Short problem: Could you copy out the listing below word for word, from its first line to its last?

Listed entries:
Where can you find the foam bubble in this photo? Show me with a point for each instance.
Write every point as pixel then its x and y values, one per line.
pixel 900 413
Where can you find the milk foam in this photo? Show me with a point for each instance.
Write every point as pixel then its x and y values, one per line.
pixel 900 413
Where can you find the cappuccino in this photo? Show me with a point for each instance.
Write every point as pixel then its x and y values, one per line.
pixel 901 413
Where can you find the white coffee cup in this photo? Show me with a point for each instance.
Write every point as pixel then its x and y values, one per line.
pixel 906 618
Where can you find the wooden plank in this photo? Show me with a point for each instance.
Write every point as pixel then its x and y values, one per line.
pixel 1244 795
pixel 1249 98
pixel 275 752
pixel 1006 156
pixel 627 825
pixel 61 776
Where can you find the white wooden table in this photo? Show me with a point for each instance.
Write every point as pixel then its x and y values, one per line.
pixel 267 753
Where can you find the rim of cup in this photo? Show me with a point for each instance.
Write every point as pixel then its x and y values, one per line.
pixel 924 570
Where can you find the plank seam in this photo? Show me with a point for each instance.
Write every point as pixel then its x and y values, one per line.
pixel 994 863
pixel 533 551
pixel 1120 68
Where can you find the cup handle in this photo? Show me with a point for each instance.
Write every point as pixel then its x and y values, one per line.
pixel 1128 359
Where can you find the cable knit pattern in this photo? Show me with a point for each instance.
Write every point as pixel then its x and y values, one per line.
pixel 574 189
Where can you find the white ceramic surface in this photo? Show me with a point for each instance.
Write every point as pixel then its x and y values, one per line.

Solved problem:
Where can you find the foam bubble in this photo? Show me with a point for each instance.
Write every point as pixel then its x and y values, one per line.
pixel 900 413
Where can you find the milk foam in this photo? Show me with a point for each instance.
Write every point as pixel then its x and y values, one per line.
pixel 900 413
Where can you find the cappuccino in this photo? Show me with a point for each instance.
Write every point as pixel then its x and y values, one per line.
pixel 901 413
Where can you find the white coffee cup in this photo? Show me with a point for each instance.
Write every point as pixel then its x and y values, one per line.
pixel 906 618
Where can you find the wooden plank in this photo? Show me with a point for each instance.
Write every point as pixel then its x and y values, one per line.
pixel 1244 795
pixel 1249 98
pixel 275 752
pixel 1006 156
pixel 627 825
pixel 61 776
Where can you find the white wooden table in this photo? Show me with a point for each instance.
Write every point as pixel then its x and y values, one per line.
pixel 267 753
Where can you find the rim of cup in this photo? Show me with a point for each instance.
Write every point as pixel then its x and y values, one per line.
pixel 924 570
Where can you find the plank seam in this photo? Show me with a point for each instance.
Write every point as pixel then its x and y values, one per line.
pixel 994 863
pixel 533 551
pixel 1120 68
Where can you find the cup handle in this photo? Show me with a point for each instance.
Write every point as pixel then its x and y values, one per line.
pixel 1128 359
Where can you find the cable knit pattern in this photo? Show me with a point for each instance.
Write every point as pixel then its x and y values, one per line.
pixel 574 189
Where can you find the white ceramic surface in this photo? Show me with a point for each instance.
Write every point as pixel then its x and y values, one per line.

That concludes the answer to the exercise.